## WORK TO COMPLETE
Copy each line from the data that has the word "foliage" in it.

[PROVIDED MATERIAL Boundary: Start]

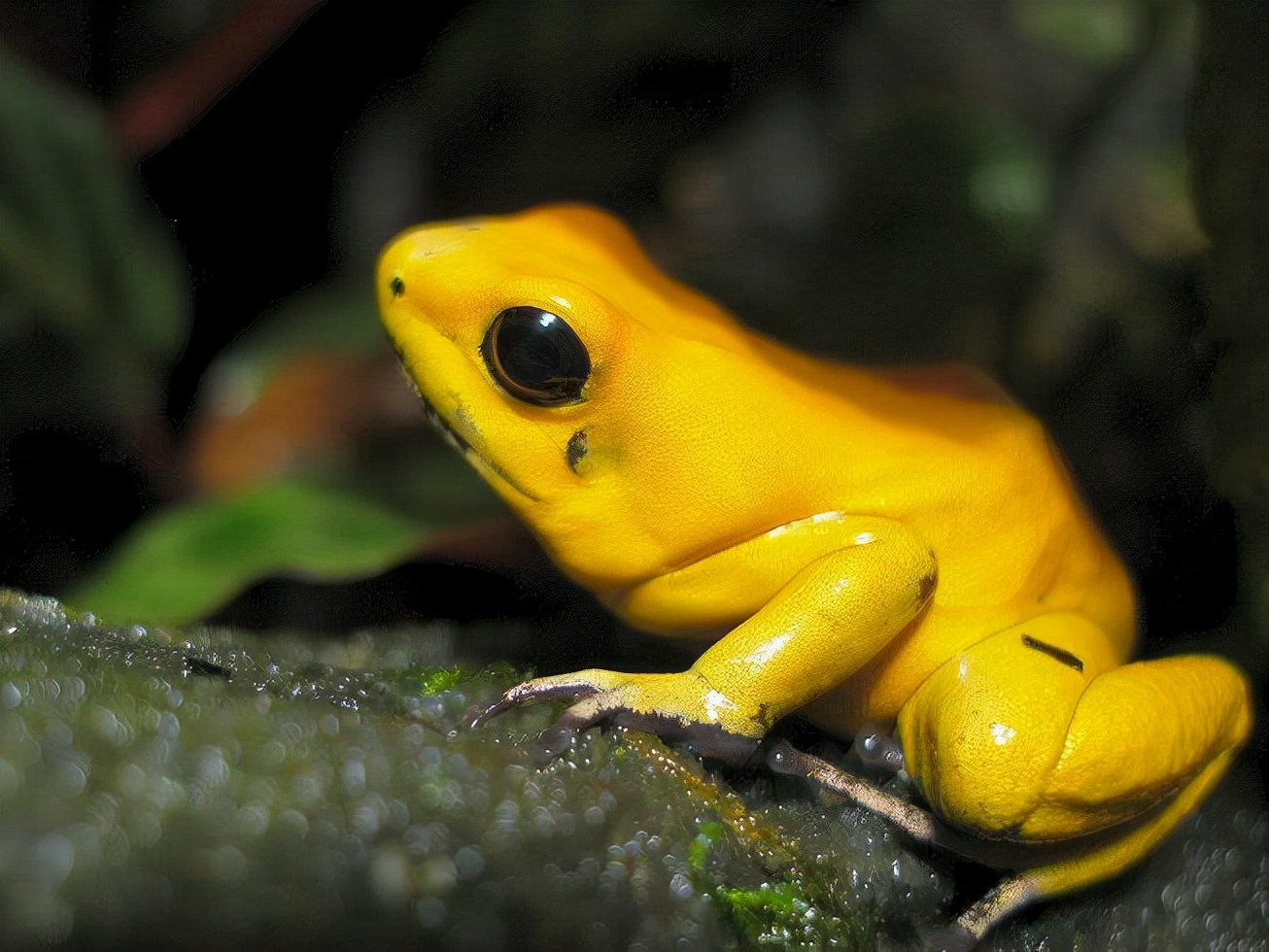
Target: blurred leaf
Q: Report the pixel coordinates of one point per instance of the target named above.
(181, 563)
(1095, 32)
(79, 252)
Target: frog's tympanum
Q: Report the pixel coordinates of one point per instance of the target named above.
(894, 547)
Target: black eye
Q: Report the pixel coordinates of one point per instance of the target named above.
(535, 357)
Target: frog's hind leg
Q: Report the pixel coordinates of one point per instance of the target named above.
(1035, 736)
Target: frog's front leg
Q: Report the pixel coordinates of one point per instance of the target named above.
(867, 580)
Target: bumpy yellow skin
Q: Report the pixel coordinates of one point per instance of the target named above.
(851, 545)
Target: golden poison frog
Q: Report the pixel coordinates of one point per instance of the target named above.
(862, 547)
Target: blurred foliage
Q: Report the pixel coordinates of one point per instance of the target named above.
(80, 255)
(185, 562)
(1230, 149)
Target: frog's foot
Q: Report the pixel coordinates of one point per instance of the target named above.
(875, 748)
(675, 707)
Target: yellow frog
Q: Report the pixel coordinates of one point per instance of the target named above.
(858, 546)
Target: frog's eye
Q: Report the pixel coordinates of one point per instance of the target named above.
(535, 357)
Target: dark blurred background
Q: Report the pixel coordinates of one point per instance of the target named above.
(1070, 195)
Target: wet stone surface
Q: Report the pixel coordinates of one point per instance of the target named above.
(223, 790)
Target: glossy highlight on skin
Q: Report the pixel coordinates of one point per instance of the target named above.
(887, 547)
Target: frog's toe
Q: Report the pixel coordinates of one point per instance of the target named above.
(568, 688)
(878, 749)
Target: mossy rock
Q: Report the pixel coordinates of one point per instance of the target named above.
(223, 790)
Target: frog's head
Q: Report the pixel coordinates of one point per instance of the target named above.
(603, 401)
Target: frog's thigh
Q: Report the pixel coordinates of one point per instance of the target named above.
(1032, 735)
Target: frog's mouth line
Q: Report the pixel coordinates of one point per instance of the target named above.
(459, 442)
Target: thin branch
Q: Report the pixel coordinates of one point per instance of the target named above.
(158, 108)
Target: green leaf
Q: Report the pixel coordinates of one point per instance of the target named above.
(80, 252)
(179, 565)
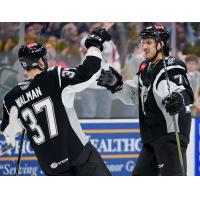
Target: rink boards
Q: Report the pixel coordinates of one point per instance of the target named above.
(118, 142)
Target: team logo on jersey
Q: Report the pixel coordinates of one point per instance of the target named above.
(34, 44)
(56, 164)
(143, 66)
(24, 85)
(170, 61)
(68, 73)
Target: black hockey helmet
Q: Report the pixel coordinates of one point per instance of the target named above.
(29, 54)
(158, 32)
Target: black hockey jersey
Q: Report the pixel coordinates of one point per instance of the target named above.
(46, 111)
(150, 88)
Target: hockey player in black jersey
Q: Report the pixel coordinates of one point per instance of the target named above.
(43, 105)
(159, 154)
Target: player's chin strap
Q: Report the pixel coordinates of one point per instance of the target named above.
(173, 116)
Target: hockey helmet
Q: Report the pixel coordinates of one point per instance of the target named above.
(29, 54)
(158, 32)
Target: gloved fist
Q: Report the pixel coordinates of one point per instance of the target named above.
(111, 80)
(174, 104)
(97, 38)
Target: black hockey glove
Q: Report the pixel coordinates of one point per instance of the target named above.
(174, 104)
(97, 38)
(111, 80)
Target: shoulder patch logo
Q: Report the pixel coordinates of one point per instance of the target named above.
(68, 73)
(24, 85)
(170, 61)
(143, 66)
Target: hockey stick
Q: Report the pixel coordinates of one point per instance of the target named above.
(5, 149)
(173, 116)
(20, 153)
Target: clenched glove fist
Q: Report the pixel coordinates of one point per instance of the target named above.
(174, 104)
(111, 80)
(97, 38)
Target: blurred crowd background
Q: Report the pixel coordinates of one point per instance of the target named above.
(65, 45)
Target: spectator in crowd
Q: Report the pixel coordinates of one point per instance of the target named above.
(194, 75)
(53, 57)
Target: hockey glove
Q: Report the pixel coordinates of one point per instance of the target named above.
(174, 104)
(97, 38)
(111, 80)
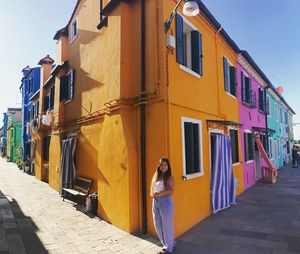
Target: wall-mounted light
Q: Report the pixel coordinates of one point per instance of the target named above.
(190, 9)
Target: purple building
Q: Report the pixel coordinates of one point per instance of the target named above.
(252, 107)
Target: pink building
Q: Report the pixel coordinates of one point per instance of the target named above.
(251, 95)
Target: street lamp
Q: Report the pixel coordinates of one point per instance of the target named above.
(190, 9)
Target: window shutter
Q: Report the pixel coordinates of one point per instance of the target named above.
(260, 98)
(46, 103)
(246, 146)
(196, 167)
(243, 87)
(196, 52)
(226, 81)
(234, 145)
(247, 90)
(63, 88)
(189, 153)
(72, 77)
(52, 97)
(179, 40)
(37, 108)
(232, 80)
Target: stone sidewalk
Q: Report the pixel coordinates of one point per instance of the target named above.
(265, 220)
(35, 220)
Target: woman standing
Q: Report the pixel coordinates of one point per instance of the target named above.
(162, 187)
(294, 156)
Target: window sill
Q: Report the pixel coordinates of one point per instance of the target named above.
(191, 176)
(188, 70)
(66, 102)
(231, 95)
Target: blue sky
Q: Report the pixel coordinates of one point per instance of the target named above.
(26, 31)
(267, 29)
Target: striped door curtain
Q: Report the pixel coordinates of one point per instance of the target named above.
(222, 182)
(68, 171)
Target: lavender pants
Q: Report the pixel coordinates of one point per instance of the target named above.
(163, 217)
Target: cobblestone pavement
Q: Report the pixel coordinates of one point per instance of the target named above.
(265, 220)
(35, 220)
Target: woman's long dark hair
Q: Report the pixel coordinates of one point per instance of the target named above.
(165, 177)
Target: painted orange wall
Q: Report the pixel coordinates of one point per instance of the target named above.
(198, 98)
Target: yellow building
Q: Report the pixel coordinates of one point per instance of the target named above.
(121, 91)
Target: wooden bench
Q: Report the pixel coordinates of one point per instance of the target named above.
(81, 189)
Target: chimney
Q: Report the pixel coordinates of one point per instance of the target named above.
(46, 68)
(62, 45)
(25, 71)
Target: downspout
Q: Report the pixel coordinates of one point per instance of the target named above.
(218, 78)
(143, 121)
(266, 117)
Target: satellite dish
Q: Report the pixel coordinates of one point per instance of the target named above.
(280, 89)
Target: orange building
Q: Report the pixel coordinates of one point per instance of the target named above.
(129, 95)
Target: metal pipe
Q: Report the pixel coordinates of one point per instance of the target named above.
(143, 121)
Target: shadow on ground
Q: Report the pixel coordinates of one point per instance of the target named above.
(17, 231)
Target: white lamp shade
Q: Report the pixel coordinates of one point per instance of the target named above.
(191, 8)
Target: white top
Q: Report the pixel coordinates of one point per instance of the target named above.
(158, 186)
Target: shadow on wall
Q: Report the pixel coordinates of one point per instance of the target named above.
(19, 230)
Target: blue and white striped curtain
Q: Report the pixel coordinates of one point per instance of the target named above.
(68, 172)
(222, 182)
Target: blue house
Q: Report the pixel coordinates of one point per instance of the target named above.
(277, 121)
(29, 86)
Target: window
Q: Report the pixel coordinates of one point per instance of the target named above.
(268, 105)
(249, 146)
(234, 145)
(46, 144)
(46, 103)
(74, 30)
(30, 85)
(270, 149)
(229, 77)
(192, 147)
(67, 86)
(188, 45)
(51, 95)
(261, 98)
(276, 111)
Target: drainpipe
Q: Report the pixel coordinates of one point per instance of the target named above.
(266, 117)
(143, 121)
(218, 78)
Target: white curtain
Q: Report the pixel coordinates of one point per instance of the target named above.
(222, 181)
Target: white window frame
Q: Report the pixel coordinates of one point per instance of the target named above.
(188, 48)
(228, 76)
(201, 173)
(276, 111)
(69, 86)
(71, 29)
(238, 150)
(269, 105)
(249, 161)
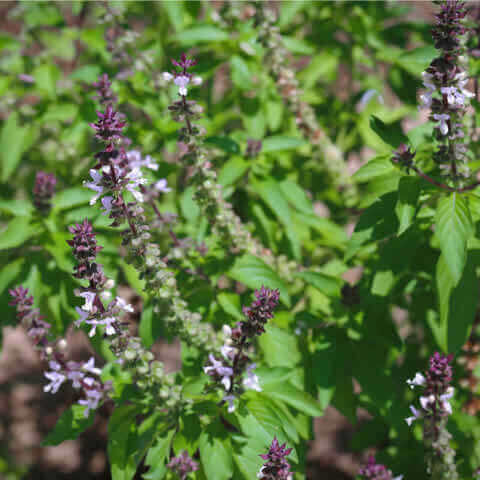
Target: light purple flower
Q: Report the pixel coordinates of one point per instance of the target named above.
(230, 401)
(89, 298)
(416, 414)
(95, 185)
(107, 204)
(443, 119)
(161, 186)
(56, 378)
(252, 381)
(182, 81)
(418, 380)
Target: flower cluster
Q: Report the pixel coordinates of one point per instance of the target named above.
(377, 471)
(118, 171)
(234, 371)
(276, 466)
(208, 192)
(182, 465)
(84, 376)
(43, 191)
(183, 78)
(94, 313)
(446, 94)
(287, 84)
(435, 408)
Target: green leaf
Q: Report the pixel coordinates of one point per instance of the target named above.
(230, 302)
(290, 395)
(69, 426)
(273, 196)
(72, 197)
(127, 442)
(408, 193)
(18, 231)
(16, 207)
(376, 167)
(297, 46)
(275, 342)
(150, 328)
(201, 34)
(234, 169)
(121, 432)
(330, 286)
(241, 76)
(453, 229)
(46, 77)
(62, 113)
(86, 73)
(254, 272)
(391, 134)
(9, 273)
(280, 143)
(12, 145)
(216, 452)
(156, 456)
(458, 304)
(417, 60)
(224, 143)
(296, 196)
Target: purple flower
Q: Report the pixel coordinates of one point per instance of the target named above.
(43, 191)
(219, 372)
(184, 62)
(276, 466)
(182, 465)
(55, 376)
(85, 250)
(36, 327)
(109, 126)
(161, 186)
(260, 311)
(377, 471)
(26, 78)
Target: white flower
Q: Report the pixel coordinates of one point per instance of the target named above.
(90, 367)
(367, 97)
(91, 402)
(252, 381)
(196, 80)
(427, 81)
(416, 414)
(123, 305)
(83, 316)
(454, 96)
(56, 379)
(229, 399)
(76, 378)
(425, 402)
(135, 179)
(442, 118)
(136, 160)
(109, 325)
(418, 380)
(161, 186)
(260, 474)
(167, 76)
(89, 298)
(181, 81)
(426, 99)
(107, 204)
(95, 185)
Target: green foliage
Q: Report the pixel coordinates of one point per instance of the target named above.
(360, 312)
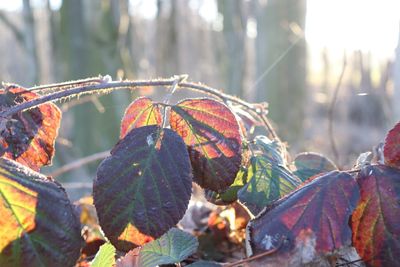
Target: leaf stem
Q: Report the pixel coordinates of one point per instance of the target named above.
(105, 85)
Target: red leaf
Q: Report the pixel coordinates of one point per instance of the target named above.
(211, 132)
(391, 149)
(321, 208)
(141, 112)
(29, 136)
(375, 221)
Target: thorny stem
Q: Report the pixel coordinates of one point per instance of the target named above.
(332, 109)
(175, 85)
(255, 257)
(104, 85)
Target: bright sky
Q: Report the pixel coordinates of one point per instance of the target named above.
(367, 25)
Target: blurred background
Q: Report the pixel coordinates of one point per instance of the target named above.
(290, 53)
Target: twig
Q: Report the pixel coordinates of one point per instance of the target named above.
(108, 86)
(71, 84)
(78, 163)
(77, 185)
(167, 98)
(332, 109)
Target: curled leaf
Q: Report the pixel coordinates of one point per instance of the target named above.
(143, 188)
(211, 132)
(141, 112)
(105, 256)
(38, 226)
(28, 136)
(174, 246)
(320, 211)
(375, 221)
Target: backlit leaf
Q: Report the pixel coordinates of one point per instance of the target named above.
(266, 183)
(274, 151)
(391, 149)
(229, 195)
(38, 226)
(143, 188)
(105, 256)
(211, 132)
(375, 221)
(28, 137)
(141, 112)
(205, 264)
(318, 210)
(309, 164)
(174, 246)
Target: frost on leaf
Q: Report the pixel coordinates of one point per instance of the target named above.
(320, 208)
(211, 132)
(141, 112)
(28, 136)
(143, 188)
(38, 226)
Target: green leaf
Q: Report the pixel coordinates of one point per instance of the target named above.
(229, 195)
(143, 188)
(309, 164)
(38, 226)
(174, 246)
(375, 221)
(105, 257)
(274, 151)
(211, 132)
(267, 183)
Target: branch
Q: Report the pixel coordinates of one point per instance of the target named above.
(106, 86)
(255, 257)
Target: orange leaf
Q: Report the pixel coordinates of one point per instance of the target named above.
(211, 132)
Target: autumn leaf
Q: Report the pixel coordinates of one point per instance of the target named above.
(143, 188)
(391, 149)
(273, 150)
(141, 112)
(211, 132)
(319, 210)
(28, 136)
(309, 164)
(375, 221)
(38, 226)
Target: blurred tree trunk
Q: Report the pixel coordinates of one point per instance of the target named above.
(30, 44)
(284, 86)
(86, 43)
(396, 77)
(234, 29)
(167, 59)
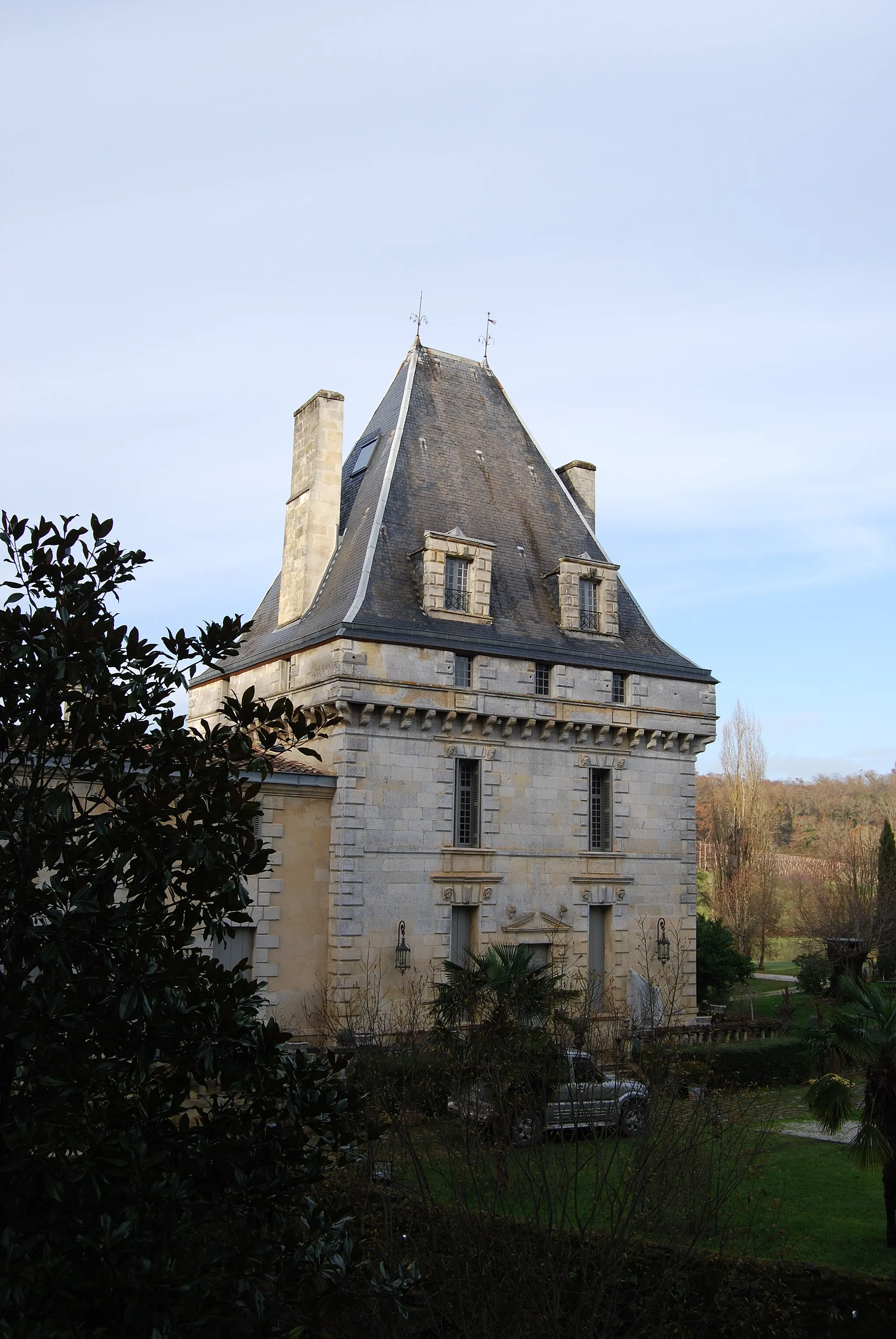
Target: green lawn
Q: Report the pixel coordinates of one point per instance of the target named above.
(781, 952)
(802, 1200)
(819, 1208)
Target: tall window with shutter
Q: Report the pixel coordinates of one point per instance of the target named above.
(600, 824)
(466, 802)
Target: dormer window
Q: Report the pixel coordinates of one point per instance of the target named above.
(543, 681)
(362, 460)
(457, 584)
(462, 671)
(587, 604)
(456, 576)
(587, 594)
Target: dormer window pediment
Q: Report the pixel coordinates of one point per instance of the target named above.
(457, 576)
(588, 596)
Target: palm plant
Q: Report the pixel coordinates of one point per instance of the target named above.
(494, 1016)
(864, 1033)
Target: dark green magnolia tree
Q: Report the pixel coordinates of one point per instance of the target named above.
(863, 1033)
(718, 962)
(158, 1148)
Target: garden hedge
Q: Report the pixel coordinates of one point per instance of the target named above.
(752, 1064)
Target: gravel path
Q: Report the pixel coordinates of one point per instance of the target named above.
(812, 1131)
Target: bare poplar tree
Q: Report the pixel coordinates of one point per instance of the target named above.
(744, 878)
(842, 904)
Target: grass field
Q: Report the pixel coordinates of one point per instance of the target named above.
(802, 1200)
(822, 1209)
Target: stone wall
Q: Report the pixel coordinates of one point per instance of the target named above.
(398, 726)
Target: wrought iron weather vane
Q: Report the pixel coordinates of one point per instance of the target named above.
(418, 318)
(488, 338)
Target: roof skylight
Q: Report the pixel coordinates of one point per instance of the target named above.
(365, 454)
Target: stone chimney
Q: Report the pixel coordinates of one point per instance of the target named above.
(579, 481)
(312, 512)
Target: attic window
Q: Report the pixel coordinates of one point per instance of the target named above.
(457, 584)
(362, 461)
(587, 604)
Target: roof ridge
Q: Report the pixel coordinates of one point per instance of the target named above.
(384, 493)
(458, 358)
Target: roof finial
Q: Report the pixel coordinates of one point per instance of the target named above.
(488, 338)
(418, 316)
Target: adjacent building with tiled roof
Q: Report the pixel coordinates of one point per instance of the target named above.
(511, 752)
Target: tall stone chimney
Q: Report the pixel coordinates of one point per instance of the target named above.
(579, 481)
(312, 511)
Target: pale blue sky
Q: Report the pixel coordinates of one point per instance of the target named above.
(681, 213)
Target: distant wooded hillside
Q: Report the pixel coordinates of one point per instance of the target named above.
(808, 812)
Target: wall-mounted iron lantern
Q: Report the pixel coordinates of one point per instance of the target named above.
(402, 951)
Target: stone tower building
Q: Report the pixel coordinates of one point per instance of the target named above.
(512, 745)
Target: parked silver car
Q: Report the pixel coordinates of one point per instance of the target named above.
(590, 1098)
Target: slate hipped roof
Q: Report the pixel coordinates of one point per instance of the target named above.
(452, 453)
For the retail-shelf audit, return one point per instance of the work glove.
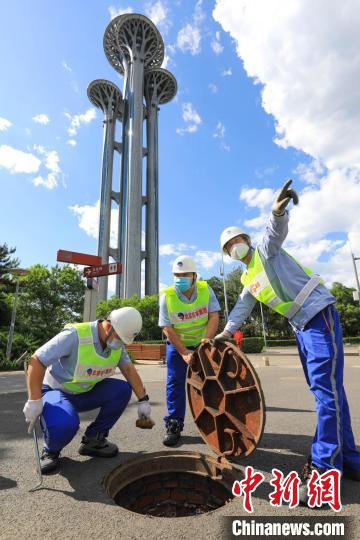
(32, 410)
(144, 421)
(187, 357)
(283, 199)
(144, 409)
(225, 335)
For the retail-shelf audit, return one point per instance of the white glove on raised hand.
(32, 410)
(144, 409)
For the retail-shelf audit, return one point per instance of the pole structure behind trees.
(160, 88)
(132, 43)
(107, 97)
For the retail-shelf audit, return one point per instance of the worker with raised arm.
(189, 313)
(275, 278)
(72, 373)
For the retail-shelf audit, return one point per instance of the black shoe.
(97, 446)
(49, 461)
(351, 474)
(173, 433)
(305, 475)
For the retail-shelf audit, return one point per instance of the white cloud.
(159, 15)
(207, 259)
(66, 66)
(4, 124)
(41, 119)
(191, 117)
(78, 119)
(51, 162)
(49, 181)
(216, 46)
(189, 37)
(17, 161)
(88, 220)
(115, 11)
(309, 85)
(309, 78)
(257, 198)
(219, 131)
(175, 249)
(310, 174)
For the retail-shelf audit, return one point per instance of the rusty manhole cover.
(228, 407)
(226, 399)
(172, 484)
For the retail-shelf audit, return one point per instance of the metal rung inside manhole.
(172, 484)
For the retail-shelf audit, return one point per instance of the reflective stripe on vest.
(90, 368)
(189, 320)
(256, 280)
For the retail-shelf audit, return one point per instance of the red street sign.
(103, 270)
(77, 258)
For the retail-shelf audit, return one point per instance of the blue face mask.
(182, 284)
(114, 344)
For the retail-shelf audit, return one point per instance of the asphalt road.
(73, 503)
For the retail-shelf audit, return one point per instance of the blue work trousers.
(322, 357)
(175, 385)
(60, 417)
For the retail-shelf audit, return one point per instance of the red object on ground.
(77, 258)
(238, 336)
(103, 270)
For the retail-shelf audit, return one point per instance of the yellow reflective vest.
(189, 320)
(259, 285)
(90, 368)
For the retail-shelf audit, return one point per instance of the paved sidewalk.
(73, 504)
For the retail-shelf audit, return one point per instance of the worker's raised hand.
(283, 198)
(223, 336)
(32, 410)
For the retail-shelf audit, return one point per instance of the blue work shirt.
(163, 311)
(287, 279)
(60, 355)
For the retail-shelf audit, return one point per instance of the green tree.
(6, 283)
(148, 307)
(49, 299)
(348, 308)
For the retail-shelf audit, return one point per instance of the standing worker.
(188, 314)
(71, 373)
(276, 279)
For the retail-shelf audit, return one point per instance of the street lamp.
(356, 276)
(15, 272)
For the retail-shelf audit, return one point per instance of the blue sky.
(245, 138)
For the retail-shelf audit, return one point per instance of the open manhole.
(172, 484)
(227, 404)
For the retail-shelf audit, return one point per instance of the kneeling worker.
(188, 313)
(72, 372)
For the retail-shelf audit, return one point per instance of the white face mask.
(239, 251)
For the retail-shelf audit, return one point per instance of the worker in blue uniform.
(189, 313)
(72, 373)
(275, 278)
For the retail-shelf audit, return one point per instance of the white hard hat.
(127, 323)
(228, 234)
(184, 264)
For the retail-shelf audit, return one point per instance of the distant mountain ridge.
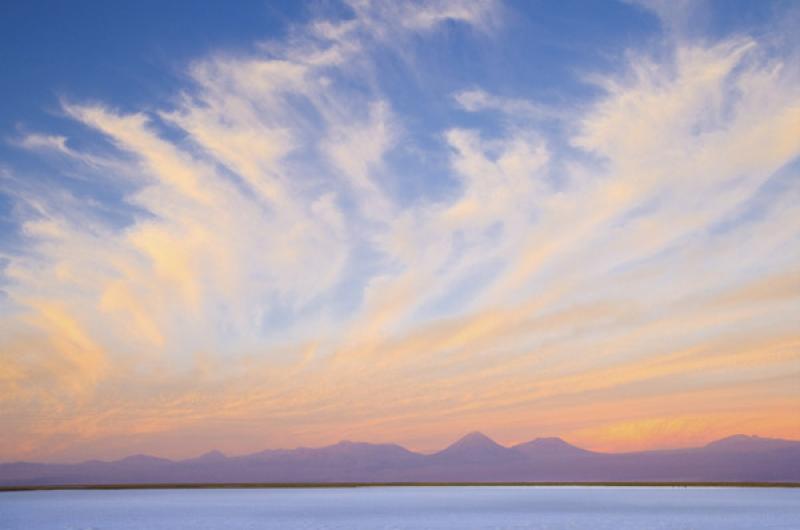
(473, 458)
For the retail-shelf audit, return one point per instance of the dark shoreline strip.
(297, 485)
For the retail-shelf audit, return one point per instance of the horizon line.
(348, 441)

[PROVIDED MATERIAL Boundary: End]

## SOLUTION FOR THIS TASK
Target: blurred foliage
Target: green foliage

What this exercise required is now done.